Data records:
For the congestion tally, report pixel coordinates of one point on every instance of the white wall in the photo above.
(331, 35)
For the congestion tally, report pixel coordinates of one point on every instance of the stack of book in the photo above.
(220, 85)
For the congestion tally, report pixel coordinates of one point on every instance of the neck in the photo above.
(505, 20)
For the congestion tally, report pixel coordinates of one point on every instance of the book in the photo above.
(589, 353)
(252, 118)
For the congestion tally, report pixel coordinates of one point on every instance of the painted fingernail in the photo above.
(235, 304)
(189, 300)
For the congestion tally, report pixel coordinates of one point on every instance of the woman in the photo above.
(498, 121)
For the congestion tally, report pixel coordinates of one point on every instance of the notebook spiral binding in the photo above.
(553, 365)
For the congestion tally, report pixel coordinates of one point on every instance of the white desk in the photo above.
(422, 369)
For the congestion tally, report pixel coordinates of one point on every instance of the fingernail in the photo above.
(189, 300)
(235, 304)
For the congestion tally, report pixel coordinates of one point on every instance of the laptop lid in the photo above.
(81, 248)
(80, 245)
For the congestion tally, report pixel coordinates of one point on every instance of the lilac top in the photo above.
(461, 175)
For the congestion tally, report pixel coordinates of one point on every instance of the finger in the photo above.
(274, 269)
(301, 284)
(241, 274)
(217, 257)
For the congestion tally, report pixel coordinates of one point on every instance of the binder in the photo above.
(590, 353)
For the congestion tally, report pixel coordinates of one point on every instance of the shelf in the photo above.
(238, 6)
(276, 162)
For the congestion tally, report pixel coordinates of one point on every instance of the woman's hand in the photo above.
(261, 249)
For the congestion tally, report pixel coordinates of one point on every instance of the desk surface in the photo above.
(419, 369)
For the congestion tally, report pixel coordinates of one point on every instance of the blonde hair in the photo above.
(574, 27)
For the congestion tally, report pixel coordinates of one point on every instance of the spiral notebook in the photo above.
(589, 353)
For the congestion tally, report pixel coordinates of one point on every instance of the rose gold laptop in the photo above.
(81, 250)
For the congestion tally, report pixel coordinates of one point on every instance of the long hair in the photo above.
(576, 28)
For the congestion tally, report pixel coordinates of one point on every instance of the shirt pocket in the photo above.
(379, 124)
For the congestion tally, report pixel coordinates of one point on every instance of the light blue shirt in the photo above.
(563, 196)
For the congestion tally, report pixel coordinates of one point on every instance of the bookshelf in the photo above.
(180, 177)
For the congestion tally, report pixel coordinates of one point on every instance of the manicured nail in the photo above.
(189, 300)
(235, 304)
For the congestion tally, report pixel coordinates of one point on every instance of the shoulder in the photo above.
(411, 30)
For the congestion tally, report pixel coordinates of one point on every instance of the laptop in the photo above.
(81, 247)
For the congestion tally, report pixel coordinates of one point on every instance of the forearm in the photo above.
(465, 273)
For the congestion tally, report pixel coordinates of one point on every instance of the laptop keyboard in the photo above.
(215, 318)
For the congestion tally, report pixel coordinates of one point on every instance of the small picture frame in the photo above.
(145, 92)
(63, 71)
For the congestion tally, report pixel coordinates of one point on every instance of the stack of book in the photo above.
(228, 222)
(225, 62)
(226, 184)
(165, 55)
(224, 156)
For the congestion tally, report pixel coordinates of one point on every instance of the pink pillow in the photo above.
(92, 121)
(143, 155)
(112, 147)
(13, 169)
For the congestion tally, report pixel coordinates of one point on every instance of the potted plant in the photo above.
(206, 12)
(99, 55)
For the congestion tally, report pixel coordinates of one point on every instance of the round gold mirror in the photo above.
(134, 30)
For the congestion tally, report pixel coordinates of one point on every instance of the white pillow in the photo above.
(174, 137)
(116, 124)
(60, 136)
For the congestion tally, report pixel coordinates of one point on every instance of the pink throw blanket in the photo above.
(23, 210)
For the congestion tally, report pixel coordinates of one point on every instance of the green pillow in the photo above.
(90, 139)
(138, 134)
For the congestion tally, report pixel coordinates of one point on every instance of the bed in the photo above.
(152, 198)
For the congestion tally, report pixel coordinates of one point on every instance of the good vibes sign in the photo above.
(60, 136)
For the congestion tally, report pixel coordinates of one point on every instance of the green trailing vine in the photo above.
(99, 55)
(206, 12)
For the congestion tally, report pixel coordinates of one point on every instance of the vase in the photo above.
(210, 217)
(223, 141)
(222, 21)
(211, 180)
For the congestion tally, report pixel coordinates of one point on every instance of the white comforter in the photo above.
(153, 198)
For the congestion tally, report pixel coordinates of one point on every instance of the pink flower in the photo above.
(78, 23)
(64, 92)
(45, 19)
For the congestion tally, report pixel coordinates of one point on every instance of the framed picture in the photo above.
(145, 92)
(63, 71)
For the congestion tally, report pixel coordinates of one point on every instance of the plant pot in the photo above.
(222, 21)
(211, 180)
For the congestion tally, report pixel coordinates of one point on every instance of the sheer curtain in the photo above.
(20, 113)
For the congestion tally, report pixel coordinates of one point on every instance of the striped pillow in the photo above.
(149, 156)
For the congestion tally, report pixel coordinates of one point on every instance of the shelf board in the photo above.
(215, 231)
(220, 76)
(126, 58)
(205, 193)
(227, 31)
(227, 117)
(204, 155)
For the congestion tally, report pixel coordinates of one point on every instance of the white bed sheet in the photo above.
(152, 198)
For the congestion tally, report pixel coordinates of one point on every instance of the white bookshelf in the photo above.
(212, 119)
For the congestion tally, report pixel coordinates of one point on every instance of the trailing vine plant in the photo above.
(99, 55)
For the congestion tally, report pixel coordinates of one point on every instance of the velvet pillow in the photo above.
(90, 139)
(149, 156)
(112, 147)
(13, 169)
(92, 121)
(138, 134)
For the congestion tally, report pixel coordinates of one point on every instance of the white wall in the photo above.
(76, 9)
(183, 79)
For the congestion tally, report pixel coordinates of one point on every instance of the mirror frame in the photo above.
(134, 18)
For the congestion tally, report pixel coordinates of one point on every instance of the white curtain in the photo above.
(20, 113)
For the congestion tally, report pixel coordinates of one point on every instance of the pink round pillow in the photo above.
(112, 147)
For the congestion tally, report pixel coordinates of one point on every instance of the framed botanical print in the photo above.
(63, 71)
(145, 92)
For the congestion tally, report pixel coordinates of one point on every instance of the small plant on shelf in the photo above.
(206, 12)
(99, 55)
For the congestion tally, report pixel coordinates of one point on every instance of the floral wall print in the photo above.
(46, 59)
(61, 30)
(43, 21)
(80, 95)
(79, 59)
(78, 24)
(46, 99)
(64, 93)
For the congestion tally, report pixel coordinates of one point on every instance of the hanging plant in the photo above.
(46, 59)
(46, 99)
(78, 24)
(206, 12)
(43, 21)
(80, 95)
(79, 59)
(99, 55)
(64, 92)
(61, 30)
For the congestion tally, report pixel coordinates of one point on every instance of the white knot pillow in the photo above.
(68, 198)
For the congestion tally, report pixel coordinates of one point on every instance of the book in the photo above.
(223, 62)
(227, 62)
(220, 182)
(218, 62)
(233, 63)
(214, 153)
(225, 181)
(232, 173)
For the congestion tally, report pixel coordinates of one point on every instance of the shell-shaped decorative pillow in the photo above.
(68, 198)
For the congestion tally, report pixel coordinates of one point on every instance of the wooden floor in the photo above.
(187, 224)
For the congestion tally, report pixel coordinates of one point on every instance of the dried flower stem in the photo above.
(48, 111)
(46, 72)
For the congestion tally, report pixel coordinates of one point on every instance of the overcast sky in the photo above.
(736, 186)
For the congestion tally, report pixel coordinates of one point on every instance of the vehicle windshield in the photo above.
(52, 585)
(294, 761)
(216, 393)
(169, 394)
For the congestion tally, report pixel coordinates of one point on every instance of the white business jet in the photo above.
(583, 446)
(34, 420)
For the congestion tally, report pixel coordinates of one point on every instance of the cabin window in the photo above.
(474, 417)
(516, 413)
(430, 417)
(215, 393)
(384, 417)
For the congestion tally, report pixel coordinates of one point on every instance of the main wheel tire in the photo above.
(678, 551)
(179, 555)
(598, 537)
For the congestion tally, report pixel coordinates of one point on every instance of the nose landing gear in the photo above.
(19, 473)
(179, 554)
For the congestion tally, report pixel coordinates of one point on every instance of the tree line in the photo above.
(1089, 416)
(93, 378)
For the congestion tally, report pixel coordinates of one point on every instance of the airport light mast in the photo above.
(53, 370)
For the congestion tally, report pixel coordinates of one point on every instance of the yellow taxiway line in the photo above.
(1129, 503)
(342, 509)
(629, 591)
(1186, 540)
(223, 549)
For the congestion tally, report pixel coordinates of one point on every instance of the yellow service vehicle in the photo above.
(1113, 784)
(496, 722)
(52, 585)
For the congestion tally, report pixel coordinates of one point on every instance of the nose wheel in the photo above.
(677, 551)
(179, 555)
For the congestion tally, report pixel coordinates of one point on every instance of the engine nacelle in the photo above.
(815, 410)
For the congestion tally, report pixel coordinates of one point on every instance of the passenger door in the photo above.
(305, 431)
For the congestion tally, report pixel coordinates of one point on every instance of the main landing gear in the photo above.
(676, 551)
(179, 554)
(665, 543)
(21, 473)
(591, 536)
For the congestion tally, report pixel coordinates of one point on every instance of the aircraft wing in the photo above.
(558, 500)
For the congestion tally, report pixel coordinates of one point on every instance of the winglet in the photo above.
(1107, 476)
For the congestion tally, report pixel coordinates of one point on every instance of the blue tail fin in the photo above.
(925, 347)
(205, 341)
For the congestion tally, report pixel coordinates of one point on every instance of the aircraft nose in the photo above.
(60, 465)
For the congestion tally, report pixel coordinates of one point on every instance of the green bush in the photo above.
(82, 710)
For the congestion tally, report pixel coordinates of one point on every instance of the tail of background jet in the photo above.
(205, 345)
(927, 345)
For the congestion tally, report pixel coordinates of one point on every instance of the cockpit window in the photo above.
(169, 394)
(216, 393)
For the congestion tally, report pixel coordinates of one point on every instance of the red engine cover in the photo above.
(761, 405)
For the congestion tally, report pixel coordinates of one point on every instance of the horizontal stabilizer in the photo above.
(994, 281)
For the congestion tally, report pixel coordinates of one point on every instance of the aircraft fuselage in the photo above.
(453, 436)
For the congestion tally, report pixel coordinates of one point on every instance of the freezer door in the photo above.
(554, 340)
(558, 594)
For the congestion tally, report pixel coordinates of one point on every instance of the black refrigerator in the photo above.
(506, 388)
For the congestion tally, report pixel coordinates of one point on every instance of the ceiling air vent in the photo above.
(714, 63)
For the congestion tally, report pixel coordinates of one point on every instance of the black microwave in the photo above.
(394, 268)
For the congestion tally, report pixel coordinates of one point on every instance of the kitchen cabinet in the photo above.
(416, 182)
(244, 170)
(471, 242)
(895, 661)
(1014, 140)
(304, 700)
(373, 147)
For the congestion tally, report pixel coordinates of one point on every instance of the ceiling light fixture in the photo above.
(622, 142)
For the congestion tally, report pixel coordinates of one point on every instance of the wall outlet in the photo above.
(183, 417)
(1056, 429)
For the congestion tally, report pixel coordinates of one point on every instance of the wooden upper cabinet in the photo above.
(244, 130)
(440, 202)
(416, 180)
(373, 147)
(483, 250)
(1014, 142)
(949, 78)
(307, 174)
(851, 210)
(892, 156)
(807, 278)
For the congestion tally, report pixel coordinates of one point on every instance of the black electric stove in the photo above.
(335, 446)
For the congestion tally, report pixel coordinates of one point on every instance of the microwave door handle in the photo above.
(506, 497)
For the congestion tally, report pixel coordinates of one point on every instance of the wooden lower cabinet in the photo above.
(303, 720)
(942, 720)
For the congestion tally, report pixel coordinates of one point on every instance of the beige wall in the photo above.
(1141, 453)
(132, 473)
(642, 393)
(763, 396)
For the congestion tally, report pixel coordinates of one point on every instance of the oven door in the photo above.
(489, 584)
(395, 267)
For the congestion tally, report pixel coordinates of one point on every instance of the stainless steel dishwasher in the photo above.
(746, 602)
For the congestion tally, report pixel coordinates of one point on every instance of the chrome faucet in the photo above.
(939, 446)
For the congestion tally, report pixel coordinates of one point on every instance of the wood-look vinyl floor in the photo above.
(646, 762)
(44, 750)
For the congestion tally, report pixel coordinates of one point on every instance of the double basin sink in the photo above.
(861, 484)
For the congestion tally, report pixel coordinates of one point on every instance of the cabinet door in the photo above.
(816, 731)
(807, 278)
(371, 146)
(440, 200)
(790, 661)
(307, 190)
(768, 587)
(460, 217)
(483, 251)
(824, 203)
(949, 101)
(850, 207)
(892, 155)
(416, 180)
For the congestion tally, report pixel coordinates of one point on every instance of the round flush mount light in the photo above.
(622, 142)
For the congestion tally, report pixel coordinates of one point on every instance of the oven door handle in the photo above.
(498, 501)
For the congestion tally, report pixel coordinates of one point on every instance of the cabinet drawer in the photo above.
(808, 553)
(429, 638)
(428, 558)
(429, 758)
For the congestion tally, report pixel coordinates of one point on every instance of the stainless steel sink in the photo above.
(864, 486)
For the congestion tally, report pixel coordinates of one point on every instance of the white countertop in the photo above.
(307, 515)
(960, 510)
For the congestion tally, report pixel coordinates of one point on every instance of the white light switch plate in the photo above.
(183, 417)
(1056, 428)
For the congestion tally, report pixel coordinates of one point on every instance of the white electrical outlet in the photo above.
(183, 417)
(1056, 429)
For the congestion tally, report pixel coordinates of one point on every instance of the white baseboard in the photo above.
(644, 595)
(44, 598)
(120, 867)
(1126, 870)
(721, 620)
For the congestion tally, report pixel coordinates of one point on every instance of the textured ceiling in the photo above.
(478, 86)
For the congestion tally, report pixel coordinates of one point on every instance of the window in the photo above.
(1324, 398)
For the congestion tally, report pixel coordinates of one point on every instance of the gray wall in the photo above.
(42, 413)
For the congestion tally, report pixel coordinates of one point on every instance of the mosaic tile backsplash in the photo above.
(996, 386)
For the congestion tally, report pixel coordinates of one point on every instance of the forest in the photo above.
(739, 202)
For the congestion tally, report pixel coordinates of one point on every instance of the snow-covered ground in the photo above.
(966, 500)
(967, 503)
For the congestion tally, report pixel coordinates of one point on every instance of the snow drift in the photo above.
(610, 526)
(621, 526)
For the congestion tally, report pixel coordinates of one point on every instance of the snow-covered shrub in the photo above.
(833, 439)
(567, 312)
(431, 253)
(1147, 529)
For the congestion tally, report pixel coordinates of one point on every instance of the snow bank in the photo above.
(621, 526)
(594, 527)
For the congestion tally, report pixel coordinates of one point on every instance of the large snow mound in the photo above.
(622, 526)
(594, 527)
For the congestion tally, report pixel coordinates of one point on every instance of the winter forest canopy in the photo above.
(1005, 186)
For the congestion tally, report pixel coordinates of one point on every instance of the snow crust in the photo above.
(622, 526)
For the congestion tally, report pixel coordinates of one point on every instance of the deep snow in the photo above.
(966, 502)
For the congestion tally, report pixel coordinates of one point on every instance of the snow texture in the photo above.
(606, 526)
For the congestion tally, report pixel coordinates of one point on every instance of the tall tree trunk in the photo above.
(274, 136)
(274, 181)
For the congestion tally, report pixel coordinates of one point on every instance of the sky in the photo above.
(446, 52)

Task requirements: Extract the lines above from the one containing "bank in the photo above." to the last line, both included, exactly as written.

Solution for this exercise:
For the congestion tally, report pixel coordinates of one point on every instance of the snow bank in the photo above.
(621, 526)
(594, 527)
For the congestion tally, report pixel coordinates of one point on every instance of the large snow mound in the photo above.
(622, 526)
(594, 527)
For the congestion tally, report pixel coordinates of one point on every instance of the winter forest canopy in the photo above.
(1005, 186)
For the congestion tally, report pixel coordinates of one point on every instance of the snow crust in the photo above.
(622, 526)
For the congestion tally, report pixel coordinates of one point on every instance of the deep snow in the photo above.
(966, 502)
For the congestion tally, report pixel coordinates of one point on every instance of the snow texture in the photo above.
(606, 526)
For the congestion tally, report pixel coordinates of one point on every instance of the tall tree trunk in the photo above.
(274, 136)
(274, 181)
For the congestion tally, report pixel coordinates of one point on every instance of the sky in the photo above.
(446, 52)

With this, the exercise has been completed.